Point-based annotation data:
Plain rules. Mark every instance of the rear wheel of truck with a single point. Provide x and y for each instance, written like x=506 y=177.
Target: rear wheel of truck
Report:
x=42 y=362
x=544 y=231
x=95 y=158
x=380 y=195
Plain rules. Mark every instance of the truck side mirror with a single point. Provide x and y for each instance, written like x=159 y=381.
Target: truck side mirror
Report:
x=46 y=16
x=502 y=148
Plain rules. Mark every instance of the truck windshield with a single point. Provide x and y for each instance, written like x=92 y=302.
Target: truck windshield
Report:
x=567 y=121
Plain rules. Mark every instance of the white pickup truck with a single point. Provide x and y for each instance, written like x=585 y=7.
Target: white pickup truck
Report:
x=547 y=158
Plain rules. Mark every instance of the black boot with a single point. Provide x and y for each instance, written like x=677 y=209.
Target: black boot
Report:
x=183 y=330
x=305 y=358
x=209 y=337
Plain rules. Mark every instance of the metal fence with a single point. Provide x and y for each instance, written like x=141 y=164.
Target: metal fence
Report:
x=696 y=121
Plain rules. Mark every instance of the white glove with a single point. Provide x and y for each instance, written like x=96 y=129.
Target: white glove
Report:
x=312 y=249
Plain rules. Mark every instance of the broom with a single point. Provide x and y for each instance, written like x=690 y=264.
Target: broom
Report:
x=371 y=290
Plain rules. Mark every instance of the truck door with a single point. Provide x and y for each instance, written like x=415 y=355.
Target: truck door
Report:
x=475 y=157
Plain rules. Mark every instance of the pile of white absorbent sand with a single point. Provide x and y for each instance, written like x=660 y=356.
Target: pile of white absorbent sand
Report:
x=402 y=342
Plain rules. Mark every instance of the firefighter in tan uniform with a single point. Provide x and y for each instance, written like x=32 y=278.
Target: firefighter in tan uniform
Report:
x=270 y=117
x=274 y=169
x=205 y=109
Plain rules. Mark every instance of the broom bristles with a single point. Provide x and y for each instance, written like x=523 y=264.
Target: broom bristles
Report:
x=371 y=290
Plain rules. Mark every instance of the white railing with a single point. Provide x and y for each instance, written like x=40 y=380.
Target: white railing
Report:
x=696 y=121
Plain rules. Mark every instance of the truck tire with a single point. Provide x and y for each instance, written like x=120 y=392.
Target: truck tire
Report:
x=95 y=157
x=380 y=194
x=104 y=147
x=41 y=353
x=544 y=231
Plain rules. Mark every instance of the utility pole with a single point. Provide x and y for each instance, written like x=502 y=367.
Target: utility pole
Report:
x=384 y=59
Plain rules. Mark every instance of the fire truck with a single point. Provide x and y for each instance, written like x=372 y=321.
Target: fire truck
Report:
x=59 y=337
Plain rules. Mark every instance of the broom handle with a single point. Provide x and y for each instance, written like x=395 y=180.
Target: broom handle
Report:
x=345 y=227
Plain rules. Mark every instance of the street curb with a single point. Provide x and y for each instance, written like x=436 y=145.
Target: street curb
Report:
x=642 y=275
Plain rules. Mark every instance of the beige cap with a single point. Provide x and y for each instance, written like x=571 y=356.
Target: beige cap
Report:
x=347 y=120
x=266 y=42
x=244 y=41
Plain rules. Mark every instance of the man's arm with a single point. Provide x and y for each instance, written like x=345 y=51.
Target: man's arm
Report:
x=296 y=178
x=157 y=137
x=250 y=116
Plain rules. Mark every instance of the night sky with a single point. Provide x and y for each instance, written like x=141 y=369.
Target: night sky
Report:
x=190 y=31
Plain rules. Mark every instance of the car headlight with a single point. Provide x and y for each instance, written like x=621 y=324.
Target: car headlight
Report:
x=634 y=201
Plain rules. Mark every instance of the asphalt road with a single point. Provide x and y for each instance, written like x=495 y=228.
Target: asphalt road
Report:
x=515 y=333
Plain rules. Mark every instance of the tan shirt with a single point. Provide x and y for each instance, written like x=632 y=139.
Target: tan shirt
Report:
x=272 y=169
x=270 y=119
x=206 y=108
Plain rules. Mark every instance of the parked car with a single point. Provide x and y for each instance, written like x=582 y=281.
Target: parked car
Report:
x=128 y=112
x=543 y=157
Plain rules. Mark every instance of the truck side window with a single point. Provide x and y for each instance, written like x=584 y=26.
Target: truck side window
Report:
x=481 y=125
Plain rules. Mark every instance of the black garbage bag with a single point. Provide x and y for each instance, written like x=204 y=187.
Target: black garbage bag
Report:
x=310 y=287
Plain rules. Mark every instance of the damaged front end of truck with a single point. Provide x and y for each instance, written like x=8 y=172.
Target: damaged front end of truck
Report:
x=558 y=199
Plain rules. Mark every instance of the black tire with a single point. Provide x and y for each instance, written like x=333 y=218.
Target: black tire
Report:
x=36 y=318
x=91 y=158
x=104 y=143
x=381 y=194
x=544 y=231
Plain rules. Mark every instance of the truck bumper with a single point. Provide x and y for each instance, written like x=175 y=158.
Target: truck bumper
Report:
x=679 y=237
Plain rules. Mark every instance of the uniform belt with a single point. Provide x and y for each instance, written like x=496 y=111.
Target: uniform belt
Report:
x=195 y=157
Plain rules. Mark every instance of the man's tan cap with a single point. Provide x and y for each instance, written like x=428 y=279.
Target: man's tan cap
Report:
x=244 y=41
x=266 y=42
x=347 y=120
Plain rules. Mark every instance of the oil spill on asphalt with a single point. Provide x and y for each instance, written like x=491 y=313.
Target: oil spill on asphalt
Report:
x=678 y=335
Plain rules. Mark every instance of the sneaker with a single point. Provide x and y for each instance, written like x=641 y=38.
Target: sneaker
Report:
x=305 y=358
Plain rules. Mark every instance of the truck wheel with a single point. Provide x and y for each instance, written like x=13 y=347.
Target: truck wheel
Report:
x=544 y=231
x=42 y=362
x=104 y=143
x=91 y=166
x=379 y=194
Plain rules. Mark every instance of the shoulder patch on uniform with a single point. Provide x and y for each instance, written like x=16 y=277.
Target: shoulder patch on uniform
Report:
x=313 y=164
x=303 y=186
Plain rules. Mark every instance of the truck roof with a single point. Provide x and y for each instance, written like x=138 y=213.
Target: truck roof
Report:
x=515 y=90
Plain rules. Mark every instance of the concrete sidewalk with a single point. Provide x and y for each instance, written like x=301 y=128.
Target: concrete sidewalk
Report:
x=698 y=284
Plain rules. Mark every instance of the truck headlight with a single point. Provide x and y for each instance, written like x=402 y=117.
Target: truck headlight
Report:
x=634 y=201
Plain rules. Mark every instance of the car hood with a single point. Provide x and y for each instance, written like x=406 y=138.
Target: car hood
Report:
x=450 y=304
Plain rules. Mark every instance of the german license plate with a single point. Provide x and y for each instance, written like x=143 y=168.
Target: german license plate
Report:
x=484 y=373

:: Prompt ::
Copy every row above word for word, keeping each line unchanged.

:: Task result ::
Plain rules. Mark every instance of the rear wheel of truck with a single point. Provide x and y for each instance, written like x=506 y=177.
Target: rear wheel of truck
Report:
x=42 y=362
x=544 y=231
x=95 y=158
x=380 y=195
Plain rules. Mark every instance of the truck side mirror with a single point. Provide x and y for each instance, written like x=159 y=381.
Target: truck side mirror
Report:
x=46 y=16
x=502 y=148
Plain rules. Mark every instance of the truck windshield with a single point. Provide x and y for each instance, written like x=92 y=302.
Target: truck windshield
Report:
x=567 y=121
Plain rules. Mark every instance of the white pickup truck with a single point. Provide x and y for each instance, written like x=585 y=7.
Target: white pickup truck
Report:
x=547 y=158
Plain rules. Mark every instance of the black boot with a single point. Provide x and y for each instance, written like x=677 y=209.
Target: black boot
Report:
x=183 y=330
x=305 y=358
x=209 y=337
Plain rules. Mark every instance of the metal fence with a single point. Provide x and y for each instance, written like x=141 y=164.
Target: metal fence
Report:
x=696 y=121
Plain rules. Mark every instance of the white glove with a single point. Provide x and y for each instance, written like x=96 y=129.
Target: white glove
Report:
x=312 y=249
Plain rules. Mark every instance of the broom with a single point. Provide x and y for each instance, written like x=690 y=264.
Target: broom
Report:
x=371 y=290
Plain rules. Mark every instance of the truck door with a single point. Provide x and y for each instance, written like x=415 y=355.
Target: truck door
Report:
x=475 y=157
Plain rules. Mark every instance of the pile of white absorbent sand with a single point. Provide x and y for each instance, written like x=660 y=356.
Target: pile of white absorbent sand
Report:
x=402 y=342
Plain rules. Mark every instance of the firefighter in tan uniform with a single point. Provide x and y for each instance, written like x=32 y=278.
Target: firefighter in tan uniform
Report:
x=270 y=117
x=274 y=169
x=205 y=109
Plain rules. Mark every instance of the broom bristles with a single point. Provide x and y for each instance, written like x=523 y=264.
Target: broom bristles
Report:
x=371 y=290
Plain rules. Mark every instance of the white railing with a single point. Provide x and y for each instance, written like x=40 y=380.
Target: white railing
Report:
x=696 y=121
Plain rules. Mark every instance of the truck tire with a single point. Provide x and y for each instance, written like x=120 y=392.
Target: truck tire
Report:
x=95 y=157
x=380 y=194
x=104 y=147
x=41 y=353
x=544 y=231
Plain rules. Mark every instance of the utility pole with a single point. Provide x and y for each instance, written like x=502 y=367.
Target: utility pole
Report:
x=384 y=59
Plain rules. Mark every instance of the fire truck with a single point. Provide x and y for each instance, written like x=372 y=321.
Target: fire truck
Report:
x=59 y=337
Plain rules. Mark every instance of the broom handle with a single point. Provide x and y for each instance, written like x=395 y=180.
Target: broom handle
Report:
x=345 y=227
Plain rules. Mark every instance of the street curb with a single point. Provide x and y for each instance, written like x=436 y=145.
Target: street curb
Report:
x=642 y=275
Plain rules. Mark every instance of the beige cap with a single point. Provide x and y for each instance, written like x=571 y=356.
Target: beige cap
Report:
x=347 y=120
x=266 y=42
x=244 y=41
Plain rules. Mark every instance of the man's arm with a single point. Provide x and y for each instance, written like x=345 y=51.
Target: man's arm
Report:
x=296 y=178
x=157 y=137
x=250 y=116
Plain rules. Mark every instance of the night sky with a single point. Provide x and y for each instance, written like x=141 y=369.
Target: night sky
Report:
x=190 y=31
Plain rules. Mark every instance of the car headlight with a single point. Provide x and y for each instance, written like x=621 y=324.
Target: car headlight
Report:
x=634 y=201
Plain rules. Mark every instance of the asphalt road with a single point. Provide x and y for each instance, written like x=495 y=228.
Target: asphalt road
Report:
x=515 y=333
Plain rules. Mark every instance of the tan shirt with a single point. Provide x and y for each instance, written like x=632 y=139.
Target: tan shirt
Report:
x=272 y=169
x=270 y=119
x=206 y=108
Plain rules. Mark every instance of the parked car with a single point. Provide x and y for each instance, written like x=582 y=281.
Target: parked car
Report:
x=128 y=112
x=543 y=157
Plain rules. Mark every instance of the truck side window with a single point. Provide x and y for each instance, written like x=584 y=26.
Target: truck side window
Report:
x=481 y=125
Plain rules. Mark every instance of the black garbage bag with a single point. Provide x and y for each instance, written like x=204 y=187.
Target: black garbage bag
Report:
x=310 y=287
Plain rules. Mark every instance of the damaged front end of truck with a single point. Provide x and y for each instance, written like x=8 y=172.
Target: damaged front end of truck
Report:
x=558 y=199
Plain rules. Mark every instance of the black tire with a single point. Provide x and y for each instance, written like x=333 y=218.
Target: black tire
Report:
x=36 y=318
x=91 y=158
x=104 y=143
x=381 y=194
x=544 y=231
Plain rules. Mark every instance of the truck bumper with a single point. Provide x and y for each instance, written like x=175 y=158.
Target: truck bumper
Report:
x=679 y=237
Plain rules. Mark every instance of the uniform belt with a single point. Provide x and y for each instance, written like x=496 y=111.
Target: uniform belt
Report:
x=195 y=157
Plain rules. Mark every instance of the man's tan cap with a single point. Provide x and y for each instance, written like x=428 y=279.
Target: man's tan cap
Report:
x=244 y=41
x=266 y=42
x=347 y=120
Plain rules. Mark every instance of the oil spill on asphalt with a single point. Provide x and y for each instance, written like x=491 y=313.
Target: oil spill on asphalt
Report:
x=678 y=335
Plain rules. Mark every instance of the sneaker with a single point. Provide x and y for each instance, written like x=641 y=38.
Target: sneaker
Report:
x=305 y=358
Plain rules. Mark every instance of the truck wheel with a single point. Provide x and y for each instance, written like x=13 y=347.
Target: truck wheel
Report:
x=544 y=231
x=42 y=362
x=104 y=143
x=91 y=166
x=379 y=194
Plain rules. Mark every instance of the shoulder patch on uniform with a single point. Provide x and y for each instance, written like x=16 y=277.
Target: shoulder patch on uniform
Report:
x=313 y=164
x=303 y=186
Plain rules. Mark every instance of the truck roof with a single point. Provide x and y for each instance, written like x=138 y=213.
Target: truck roof
Report:
x=515 y=90
Plain rules. Mark every instance of the concrete sidewalk with a single point. Provide x and y for each instance, written like x=301 y=128.
Target: concrete sidewalk
Report:
x=698 y=284
Plain rules. Mark every instance of the truck headlight with a single point. Provide x and y for each instance, written like x=402 y=117.
Target: truck headlight
Report:
x=634 y=201
Plain rules. Mark every instance of the car hood with a single point. Provide x and y for each instance, written like x=406 y=138.
Target: car hood
Report:
x=450 y=304
Plain rules. Mark every instance of the german license plate with a single point. Provide x and y for each instance, written like x=143 y=168.
Target: german license plate
Report:
x=484 y=373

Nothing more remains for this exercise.